WHAT IS REQUIRED
Your job is to return each record exactly, minus any pictures.

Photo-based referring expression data
>>

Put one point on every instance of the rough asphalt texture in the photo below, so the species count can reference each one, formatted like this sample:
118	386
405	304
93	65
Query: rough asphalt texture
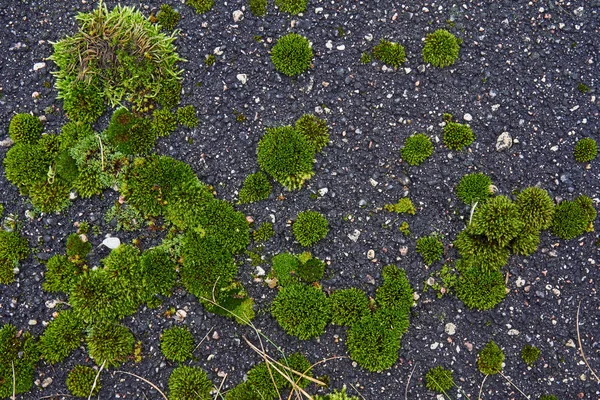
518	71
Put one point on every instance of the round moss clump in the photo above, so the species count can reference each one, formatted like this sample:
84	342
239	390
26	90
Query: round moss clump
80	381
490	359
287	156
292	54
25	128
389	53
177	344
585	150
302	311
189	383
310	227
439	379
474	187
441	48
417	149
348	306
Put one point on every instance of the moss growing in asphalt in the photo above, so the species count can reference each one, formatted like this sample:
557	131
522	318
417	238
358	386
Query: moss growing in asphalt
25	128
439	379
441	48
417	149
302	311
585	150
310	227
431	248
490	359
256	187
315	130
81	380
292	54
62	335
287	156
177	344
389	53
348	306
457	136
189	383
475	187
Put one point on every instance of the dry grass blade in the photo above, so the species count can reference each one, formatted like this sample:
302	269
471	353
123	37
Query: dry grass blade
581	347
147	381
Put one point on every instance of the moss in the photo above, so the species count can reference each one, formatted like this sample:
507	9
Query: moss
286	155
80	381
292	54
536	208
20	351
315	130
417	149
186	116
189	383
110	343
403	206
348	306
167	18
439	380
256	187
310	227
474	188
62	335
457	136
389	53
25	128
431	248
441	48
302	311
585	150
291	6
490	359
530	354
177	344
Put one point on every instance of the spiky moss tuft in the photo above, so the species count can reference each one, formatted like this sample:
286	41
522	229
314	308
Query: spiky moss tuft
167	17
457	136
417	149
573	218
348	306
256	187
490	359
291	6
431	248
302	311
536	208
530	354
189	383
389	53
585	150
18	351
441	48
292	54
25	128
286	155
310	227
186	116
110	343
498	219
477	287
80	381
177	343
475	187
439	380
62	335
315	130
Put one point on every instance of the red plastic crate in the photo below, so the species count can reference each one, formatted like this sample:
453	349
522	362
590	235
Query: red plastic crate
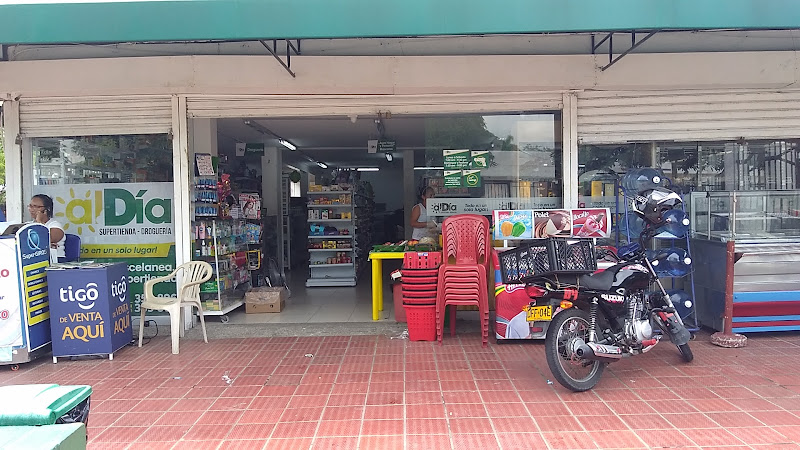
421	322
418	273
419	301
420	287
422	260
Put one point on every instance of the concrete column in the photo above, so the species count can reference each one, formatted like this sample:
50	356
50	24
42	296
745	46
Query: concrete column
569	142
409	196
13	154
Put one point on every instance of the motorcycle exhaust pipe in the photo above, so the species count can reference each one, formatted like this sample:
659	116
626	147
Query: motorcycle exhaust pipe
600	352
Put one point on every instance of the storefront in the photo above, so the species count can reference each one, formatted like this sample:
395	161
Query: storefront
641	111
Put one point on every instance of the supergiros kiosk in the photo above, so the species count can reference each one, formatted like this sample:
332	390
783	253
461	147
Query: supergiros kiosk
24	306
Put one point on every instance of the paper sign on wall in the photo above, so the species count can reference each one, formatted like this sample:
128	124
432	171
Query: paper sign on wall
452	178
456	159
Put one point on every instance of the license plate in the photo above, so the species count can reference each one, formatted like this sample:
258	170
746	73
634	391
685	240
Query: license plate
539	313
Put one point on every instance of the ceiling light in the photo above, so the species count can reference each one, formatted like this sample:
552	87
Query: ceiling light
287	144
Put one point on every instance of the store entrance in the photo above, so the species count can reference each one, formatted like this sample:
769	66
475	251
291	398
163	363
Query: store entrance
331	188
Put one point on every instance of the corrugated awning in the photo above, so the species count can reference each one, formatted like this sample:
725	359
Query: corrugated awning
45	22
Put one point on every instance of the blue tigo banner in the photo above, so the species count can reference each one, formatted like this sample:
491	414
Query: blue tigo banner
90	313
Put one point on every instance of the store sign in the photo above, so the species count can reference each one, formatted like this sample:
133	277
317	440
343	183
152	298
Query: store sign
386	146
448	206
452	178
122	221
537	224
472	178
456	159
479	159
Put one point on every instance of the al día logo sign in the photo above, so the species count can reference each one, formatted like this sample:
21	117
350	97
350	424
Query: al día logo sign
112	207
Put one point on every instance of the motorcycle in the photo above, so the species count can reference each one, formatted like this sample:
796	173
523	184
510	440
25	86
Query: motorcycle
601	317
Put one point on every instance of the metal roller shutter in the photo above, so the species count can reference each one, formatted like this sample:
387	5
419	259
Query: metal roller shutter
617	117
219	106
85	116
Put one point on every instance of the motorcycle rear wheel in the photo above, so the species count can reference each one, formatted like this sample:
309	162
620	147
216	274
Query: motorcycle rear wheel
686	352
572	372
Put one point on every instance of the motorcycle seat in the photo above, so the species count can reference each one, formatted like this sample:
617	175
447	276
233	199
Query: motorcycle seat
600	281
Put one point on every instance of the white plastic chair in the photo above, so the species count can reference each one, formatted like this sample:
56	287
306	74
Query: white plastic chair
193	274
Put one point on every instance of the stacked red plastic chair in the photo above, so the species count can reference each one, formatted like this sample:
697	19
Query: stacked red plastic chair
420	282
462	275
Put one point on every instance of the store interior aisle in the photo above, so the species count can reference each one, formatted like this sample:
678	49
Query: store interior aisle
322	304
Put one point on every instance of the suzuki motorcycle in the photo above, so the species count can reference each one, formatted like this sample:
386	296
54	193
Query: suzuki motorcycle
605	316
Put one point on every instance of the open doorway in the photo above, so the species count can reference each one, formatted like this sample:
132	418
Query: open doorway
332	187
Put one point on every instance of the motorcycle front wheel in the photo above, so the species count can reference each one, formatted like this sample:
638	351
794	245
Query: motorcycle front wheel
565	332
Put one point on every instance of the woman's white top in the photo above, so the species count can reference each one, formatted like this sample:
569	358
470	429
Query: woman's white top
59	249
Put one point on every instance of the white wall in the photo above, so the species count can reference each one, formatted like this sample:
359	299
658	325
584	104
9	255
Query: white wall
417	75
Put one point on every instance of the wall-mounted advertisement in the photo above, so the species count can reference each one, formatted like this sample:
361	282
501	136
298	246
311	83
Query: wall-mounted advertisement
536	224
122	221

<<

SOLUTION TO THIS PROBLEM
Put one point on every instance of the rough asphalt texture in the photo below, so the species count can reference each one, formatted like this sample:
118	386
405	304
93	65
Query: rough asphalt texture
518	71
Put one point on every instance of the round moss clump in the photo above, so the species count can reference each one, formatted like this sample:
84	342
239	390
26	90
Query: round moss clump
80	381
490	359
287	156
292	54
25	128
389	53
177	344
585	150
302	311
189	383
310	227
439	379
474	187
441	48
417	149
348	306
Put one point on every instance of the moss growing in asphalt in the photo above, so the species count can reference each one, formatted like this sample:
557	131
522	318
417	238
358	386
Query: moss growing in asphalt
25	128
439	379
441	48
417	149
302	311
585	150
310	227
431	248
490	359
256	187
315	130
81	380
292	54
62	335
287	156
177	344
389	53
348	306
457	136
189	383
475	187
Put one point on every instance of the dry grass blade in the photo above, so the species count can reference each one, formatted like this sample:
302	269
471	353
123	37
Query: dry grass blade
581	347
147	381
Put one point on every instance of the moss in the photo above, so the species count can reference each one, formatted like this sample:
507	9
Query: moss
286	155
80	381
292	54
536	208
20	351
315	130
417	149
186	116
189	383
110	343
403	206
348	306
167	18
439	380
256	187
310	227
474	188
62	335
457	136
389	53
25	128
431	248
441	48
302	311
585	150
291	6
490	359
530	354
177	344
Put one point on every instance of the spiky moss tuft in the photo above, so the species count can reference each one, formatted like this sample:
286	41
522	229
314	308
Query: spiky moss tuft
167	17
457	136
417	149
573	218
348	306
256	187
490	359
291	6
431	248
302	311
536	208
530	354
189	383
389	53
585	150
18	351
441	48
292	54
25	128
286	155
310	227
186	116
110	343
498	219
477	287
80	381
177	343
475	187
439	380
62	335
315	130
Put one point on every instance of the red plastic crate in the photo below, so the species count can reference each one, formatted like this sample:
453	349
522	362
590	235
Query: red plastic crate
421	322
418	273
419	301
420	287
422	260
Put one point on every instance of the concrete column in the photo above, so the species count can reference each one, formatted like this sample:
50	356
50	24
42	296
745	46
Query: concrete column
569	142
409	196
13	154
Put one point on every instance of the motorcycle exhaust pipe in the photo above, so the species count can reference each one, formatted like this sample:
659	116
626	147
Query: motorcycle exhaust pipe
600	352
Put one point on every instance of the storefront in the photo above, so the species count can reference each one, formatted like this sample:
395	161
Query: storefront
641	111
Put one point on every instance of the supergiros kiosk in the photo above, so the species count can reference each one, formatted like this sample:
332	390
783	253
461	147
Query: supergiros kiosk
24	306
Put one point on every instance of the paper sign on wall in the photo above, so the species count can reference each one, formatted like this sample:
128	124
432	171
Query: paper sign on wall
452	178
456	159
Put one point on every instance of the license plate in the photo above, so the species count can reference each one, formatted like this sample:
258	170
746	73
634	391
685	240
Query: license plate
539	313
Put one point on every instance of the ceiling light in the photo above, so the species count can reference each one, formatted like this sample:
552	87
Query: ceiling light
287	144
Put one point on every instance of the store entrance in the photo above, so the species count can reference each one, formatted like this sample:
769	66
475	251
291	398
163	363
Query: store entrance
331	188
Put one point on every instance of the corrugated awning in the photo above, so the species count can reference each one, formatted like this sample:
725	359
Query: corrugated awning
45	22
Put one point on every instance of the blue tigo banner in the photo above, so the species count can reference each one, formatted like this sample:
491	414
Query: blue tigo banner
90	313
Put one point on every instance of the store sign in the photo above, so the species count can reference each one, formatted like this sample:
133	277
317	440
343	183
152	298
Query: store sign
386	146
448	206
452	178
122	221
537	224
472	178
456	159
479	159
Put one point on every instance of the al día logo sign in the photo above, so the species count can reference each one, formatted like this sample:
21	117
350	97
350	424
Query: al día logo sign
112	207
Put one point on every instance of the motorcycle in the photo above, so the species count can reference each one, formatted like this sample:
796	173
523	184
510	440
25	86
Query: motorcycle
601	317
Put one point on every instance of the metal roller shutter in the photo above, so the species count can reference each one, formatted like this sample:
387	5
419	259
Query: metal roller shutter
617	117
219	106
85	116
Put one point on every instance of the motorcycle rear wheel in the photo above, so the species count can reference each one, formatted like this sample:
309	162
620	147
216	274
Query: motorcycle rear wheel
686	352
572	372
Put one point on every instance of the motorcycle seat in the photo above, so the species count can reference each one, formatted like this sample:
617	175
447	276
233	199
Query: motorcycle seat
600	281
Put one point on every instance of the white plastic chair in the photo above, so the species count can reference each one, formatted like this sample:
56	287
306	74
Query: white plastic chair
193	274
Put one point on every instance of the stacked red plastic chair in the photo above, so the species count can reference each one, formatted like this sample:
697	19
Query: stacked red plastic chair
420	282
462	275
Put one point on every instance of the store interior aisle in the photo above, so the species count can reference each one, formatted like this sample:
678	49
Query: store interior aisle
322	304
Put one point on every instance of the suzuki motorcycle in the photo above, so the species count can reference each one, formatted like this sample:
386	296
54	193
Query: suzuki motorcycle
605	316
Put one point on every instance of the open doorway in the photo above, so the species count can reference each one, formatted like this sample:
132	418
Query: open doorway
332	187
Put one point on every instance of the motorcycle front wheel in the photo above, so the species count can reference each one, formatted like this sample:
638	351
794	245
Query: motorcycle front wheel
565	332
Put one point on every instance of the woman's white top in the photo above, so the species count can reference each one, formatted like this sample:
569	358
470	429
Query: woman's white top
59	249
Put one point on every instance of the white wall in the photo above, so the species count can reference each one, formatted like this sample:
359	299
658	325
584	104
9	255
Query: white wall
417	75
Put one point on every instance of the wall-mounted advertisement in the photo above, so the species count can reference each one, formatted like this sample:
361	282
501	136
298	246
311	83
Query: wall-mounted advertisement
536	224
122	221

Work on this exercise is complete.